Data rows:
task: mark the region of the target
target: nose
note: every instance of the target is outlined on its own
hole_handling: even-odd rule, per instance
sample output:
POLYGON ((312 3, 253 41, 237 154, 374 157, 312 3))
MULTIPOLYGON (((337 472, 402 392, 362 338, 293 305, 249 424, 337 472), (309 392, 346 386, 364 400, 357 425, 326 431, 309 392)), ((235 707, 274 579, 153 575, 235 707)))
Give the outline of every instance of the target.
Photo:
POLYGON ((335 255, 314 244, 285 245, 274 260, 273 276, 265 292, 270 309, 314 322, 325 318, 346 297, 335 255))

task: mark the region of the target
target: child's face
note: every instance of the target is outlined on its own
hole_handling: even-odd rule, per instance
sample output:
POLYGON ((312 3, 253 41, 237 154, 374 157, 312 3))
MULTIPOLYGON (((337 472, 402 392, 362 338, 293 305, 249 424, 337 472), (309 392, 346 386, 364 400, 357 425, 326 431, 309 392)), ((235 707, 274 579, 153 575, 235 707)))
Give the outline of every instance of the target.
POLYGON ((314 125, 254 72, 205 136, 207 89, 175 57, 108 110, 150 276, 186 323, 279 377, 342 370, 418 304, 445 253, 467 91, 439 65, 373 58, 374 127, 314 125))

The request:
Convert every line of the listing above into a JSON list of strings, one string per line, leaving out the blank lines.

The reply:
[
  "task: mark the region of the target",
  "target: nose",
  "note: every instance of the target is outlined on its own",
  "hole_handling: even-odd rule, per instance",
  "sample output:",
  "POLYGON ((312 3, 253 41, 237 154, 374 157, 312 3))",
  "MULTIPOLYGON (((337 472, 402 392, 362 338, 293 305, 249 424, 337 472), (309 392, 346 386, 364 400, 357 425, 326 431, 309 392)), ((235 707, 274 579, 153 575, 235 707)))",
  "Give the outline of every instance of the target.",
  "Photo:",
  "POLYGON ((335 255, 314 244, 285 245, 274 260, 273 276, 265 292, 270 309, 314 322, 325 318, 346 297, 335 255))",
  "task: mark the region of the target",
  "target: child's face",
  "note: every instance of the target is outlined on its own",
  "hole_handling: even-odd rule, per instance",
  "sample output:",
  "POLYGON ((312 3, 253 41, 237 154, 374 157, 312 3))",
  "MULTIPOLYGON (((337 472, 402 392, 362 338, 293 305, 249 424, 337 472), (309 392, 346 386, 364 400, 357 425, 326 431, 309 392)), ((235 707, 274 579, 153 575, 235 707)))",
  "Give the outline of every instance of the target.",
  "POLYGON ((314 125, 254 72, 205 136, 207 89, 175 57, 108 110, 150 276, 186 323, 279 377, 342 370, 418 304, 445 253, 467 91, 439 65, 373 58, 374 127, 314 125))"
]